## Your objective
Since only part of the records is wanted, repeat exactly the lines from the one containing "every aircraft fuselage" through the last line, both included.

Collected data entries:
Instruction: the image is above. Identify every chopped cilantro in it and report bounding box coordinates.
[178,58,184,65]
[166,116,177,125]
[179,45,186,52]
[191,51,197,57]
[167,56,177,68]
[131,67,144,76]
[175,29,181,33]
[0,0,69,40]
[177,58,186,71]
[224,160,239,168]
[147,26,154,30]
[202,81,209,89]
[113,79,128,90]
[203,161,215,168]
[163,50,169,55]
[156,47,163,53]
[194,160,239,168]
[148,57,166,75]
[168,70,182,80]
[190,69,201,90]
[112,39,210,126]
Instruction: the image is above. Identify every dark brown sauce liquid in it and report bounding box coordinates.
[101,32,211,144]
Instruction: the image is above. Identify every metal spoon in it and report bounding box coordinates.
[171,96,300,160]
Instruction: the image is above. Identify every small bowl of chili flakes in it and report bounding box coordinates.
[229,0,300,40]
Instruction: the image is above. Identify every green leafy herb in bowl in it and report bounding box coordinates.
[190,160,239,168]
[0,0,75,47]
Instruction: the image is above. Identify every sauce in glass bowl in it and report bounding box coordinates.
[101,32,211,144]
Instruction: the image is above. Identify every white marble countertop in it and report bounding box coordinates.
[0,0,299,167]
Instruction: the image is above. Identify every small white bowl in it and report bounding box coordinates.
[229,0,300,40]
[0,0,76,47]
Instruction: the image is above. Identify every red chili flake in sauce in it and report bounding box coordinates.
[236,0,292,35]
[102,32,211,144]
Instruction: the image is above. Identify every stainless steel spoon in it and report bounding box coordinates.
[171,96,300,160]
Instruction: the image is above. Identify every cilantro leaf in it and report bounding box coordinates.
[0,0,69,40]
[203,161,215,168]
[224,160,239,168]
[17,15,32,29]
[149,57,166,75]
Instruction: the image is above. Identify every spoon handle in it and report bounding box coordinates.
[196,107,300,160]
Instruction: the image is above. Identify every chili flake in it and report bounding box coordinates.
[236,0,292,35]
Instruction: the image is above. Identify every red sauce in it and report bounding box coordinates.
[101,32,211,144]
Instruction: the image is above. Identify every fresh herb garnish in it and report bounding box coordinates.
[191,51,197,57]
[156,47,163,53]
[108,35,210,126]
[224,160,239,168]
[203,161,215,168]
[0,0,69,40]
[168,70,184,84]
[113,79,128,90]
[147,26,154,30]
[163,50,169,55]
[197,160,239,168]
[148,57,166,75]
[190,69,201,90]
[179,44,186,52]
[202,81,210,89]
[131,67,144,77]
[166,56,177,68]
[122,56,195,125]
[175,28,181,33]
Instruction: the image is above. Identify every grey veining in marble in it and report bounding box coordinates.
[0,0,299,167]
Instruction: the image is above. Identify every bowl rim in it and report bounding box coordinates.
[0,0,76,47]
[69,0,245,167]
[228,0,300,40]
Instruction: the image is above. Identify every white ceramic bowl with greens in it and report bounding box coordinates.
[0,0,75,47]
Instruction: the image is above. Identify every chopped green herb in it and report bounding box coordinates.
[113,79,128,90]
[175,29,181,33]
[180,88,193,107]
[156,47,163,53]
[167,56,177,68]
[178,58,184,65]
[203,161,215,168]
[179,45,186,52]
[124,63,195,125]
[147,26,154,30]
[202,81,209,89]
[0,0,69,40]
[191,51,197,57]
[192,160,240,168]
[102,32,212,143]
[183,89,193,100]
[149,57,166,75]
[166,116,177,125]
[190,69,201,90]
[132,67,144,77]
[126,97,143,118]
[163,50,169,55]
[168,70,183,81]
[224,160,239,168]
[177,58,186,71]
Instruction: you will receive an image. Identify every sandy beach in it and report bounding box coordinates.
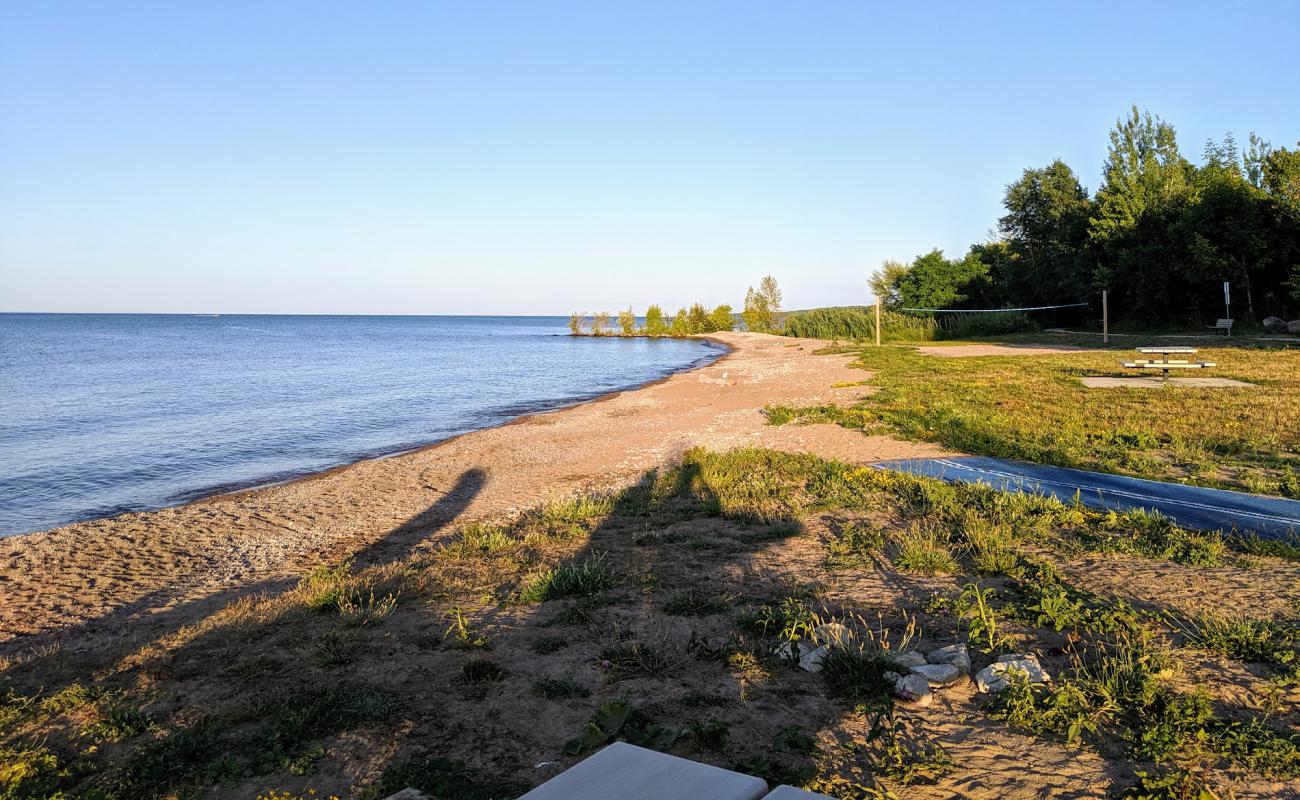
[0,332,945,654]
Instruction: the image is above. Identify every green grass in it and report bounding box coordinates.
[1171,612,1297,668]
[891,525,959,575]
[778,341,1300,497]
[517,553,617,603]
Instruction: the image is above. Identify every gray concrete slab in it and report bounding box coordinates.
[518,742,768,800]
[1081,376,1256,388]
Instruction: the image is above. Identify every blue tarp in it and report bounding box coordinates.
[874,456,1300,540]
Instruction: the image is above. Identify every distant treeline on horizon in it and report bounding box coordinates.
[570,276,784,337]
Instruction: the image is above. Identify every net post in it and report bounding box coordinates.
[1102,290,1109,344]
[874,298,882,346]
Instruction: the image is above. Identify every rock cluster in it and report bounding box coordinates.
[1263,316,1300,334]
[974,653,1051,693]
[794,628,1052,706]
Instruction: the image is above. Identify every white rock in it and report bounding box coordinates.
[811,623,852,646]
[799,645,829,672]
[891,651,928,668]
[926,643,971,675]
[976,655,1051,693]
[893,673,933,706]
[909,662,962,687]
[383,790,429,800]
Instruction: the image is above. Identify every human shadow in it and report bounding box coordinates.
[0,467,487,706]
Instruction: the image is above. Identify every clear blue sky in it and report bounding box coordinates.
[2,1,1297,314]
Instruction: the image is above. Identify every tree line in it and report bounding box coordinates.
[871,106,1300,325]
[569,275,783,336]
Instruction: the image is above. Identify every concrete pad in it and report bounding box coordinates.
[915,344,1093,357]
[1081,376,1256,389]
[763,786,836,799]
[518,742,768,800]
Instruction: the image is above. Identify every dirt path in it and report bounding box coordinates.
[0,332,947,652]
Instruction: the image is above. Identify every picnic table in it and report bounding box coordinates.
[1121,347,1216,380]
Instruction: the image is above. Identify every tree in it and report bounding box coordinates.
[997,159,1094,304]
[644,305,668,336]
[618,307,636,336]
[687,303,710,333]
[706,304,735,332]
[668,307,690,336]
[1091,106,1192,244]
[590,311,611,336]
[758,275,782,313]
[568,312,583,336]
[895,249,991,310]
[869,260,910,309]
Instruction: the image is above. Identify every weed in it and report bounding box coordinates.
[955,583,1009,653]
[892,525,958,575]
[459,657,508,685]
[530,676,591,700]
[771,725,817,756]
[535,493,616,527]
[518,553,617,603]
[85,700,153,741]
[818,643,897,713]
[1171,612,1297,668]
[376,756,522,800]
[453,523,516,556]
[530,635,569,654]
[1122,765,1221,799]
[314,628,367,666]
[443,606,489,649]
[563,700,680,755]
[661,588,732,617]
[298,561,353,612]
[337,584,399,627]
[599,620,686,681]
[826,521,887,568]
[687,719,730,752]
[738,597,817,641]
[964,516,1020,575]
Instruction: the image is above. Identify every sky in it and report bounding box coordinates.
[2,2,1298,315]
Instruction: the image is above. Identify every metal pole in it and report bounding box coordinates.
[875,298,882,347]
[1102,290,1109,344]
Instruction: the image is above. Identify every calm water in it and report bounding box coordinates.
[0,314,723,536]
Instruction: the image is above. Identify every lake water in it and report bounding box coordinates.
[0,314,723,536]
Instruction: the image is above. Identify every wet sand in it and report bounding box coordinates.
[0,332,947,653]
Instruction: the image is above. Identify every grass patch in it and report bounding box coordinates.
[529,676,591,700]
[661,588,732,617]
[518,553,617,603]
[891,525,959,575]
[1172,612,1297,668]
[786,343,1300,497]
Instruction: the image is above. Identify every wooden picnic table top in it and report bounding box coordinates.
[1137,346,1198,354]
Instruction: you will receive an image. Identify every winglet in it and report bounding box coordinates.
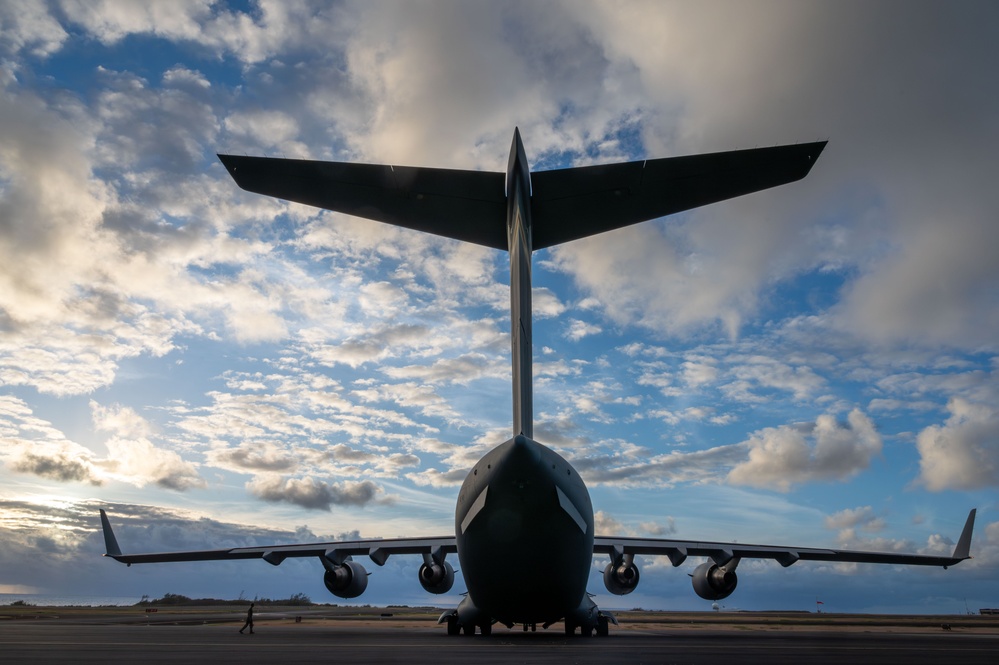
[99,509,123,558]
[952,508,977,560]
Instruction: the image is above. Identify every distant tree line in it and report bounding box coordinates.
[135,592,313,606]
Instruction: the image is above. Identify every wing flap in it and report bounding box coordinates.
[217,154,508,249]
[530,141,827,249]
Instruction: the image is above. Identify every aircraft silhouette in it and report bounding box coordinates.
[101,129,976,636]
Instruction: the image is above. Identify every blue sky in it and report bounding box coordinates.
[1,1,998,614]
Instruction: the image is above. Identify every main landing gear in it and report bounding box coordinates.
[564,613,613,637]
[441,612,492,636]
[439,607,614,637]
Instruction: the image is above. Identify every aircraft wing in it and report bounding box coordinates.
[530,141,827,249]
[99,510,455,567]
[593,509,976,569]
[217,154,509,250]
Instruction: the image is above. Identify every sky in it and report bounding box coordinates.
[1,0,997,615]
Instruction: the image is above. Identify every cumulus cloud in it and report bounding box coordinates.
[824,506,887,545]
[0,1,68,57]
[724,355,825,402]
[103,435,206,490]
[565,319,602,342]
[574,442,746,488]
[383,353,506,385]
[916,398,999,491]
[3,397,205,490]
[91,401,205,490]
[825,506,885,532]
[206,442,298,473]
[10,452,102,485]
[247,475,384,510]
[406,467,470,488]
[541,1,999,353]
[323,443,420,476]
[681,360,718,388]
[594,510,676,537]
[727,410,882,491]
[1,396,104,485]
[0,46,305,395]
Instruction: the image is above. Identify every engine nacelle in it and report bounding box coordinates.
[603,560,640,595]
[419,561,455,594]
[691,561,738,601]
[323,560,368,599]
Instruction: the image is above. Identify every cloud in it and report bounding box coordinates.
[10,452,102,485]
[1,396,104,486]
[824,506,886,537]
[205,442,298,473]
[565,319,602,342]
[727,409,882,491]
[91,400,153,439]
[916,398,999,491]
[724,355,825,402]
[573,442,746,488]
[91,401,205,491]
[406,467,469,489]
[3,398,203,491]
[102,436,206,491]
[0,49,308,395]
[383,353,506,385]
[323,443,420,476]
[538,1,999,354]
[0,1,68,57]
[681,360,718,388]
[247,475,384,510]
[594,510,676,538]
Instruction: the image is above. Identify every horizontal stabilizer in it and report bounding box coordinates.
[217,154,508,249]
[530,141,827,249]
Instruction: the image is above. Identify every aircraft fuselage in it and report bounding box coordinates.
[455,435,594,625]
[453,131,596,628]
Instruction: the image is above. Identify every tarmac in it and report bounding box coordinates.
[2,608,997,665]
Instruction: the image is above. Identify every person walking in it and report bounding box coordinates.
[239,602,255,634]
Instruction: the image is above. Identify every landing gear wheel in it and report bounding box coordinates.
[564,621,575,636]
[480,622,492,636]
[446,617,460,636]
[462,624,475,636]
[596,615,609,637]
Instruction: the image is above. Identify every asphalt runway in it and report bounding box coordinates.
[2,615,998,665]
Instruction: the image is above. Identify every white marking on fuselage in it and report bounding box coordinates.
[460,486,489,534]
[556,485,587,534]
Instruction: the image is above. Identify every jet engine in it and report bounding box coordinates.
[322,558,368,599]
[603,554,640,595]
[418,560,455,594]
[691,561,738,601]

## Problem solution
Instruction: the image is above. Identify every aircraft fuselage in it and report bounding box coordinates.
[455,435,594,625]
[453,131,596,628]
Instruction: the image is above. Identify every tarmac in it and report bounding box coordinates.
[2,608,997,665]
Instruction: the image is above. Identify every person walking in it and report bounding box coordinates.
[239,602,255,634]
Instruction: the image is above. Identify every landing gear wheel in it and report bounding box coordinates.
[564,621,575,636]
[480,622,492,636]
[446,617,460,636]
[462,624,475,636]
[596,615,609,637]
Instruction: the image is above. Identify every asphalt runway in it and report bounding box coordinates.
[2,615,998,665]
Instruction: the image is above. Identify every white marking on fuselage in it and report bounding box coordinates.
[460,486,489,534]
[556,485,587,534]
Instruction: the image is above. Identify every jet engine in it and report bounding box coordinates.
[322,558,368,599]
[603,554,640,595]
[418,560,455,594]
[691,561,738,601]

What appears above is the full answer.